### DATA FOR THE TASK:
=== Begin Enclosure ===
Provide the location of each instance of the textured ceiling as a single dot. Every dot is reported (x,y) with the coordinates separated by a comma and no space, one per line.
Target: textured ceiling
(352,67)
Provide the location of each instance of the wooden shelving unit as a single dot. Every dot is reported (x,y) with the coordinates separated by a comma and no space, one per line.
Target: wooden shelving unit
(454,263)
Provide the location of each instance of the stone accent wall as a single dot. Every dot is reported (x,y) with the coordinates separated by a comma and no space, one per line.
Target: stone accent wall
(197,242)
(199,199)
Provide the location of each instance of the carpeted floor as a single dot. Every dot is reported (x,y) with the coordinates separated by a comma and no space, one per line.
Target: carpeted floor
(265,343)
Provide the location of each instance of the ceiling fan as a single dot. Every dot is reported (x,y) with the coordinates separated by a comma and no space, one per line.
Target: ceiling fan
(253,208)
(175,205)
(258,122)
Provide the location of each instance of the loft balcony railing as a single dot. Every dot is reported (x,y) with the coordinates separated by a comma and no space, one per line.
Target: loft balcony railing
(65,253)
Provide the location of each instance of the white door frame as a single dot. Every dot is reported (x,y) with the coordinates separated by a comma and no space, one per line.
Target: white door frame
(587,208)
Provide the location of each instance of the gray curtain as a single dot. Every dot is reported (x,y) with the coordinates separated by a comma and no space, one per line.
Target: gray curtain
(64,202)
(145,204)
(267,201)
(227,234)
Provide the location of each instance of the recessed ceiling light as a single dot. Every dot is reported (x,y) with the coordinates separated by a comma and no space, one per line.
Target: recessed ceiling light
=== End Enclosure ===
### TASK TO COMPLETE:
The line containing "Target: gray curtain" marks the start; retype it and each line after it through the end of the records above, exactly.

### FINAL ANSWER:
Target: gray curtain
(64,202)
(145,204)
(267,201)
(227,234)
Provide the location of each instance of the recessed ceiling light as a single dot. Every dot is reported (x,y) with the coordinates separated by a comma and no space, one per line.
Target: recessed ceiling light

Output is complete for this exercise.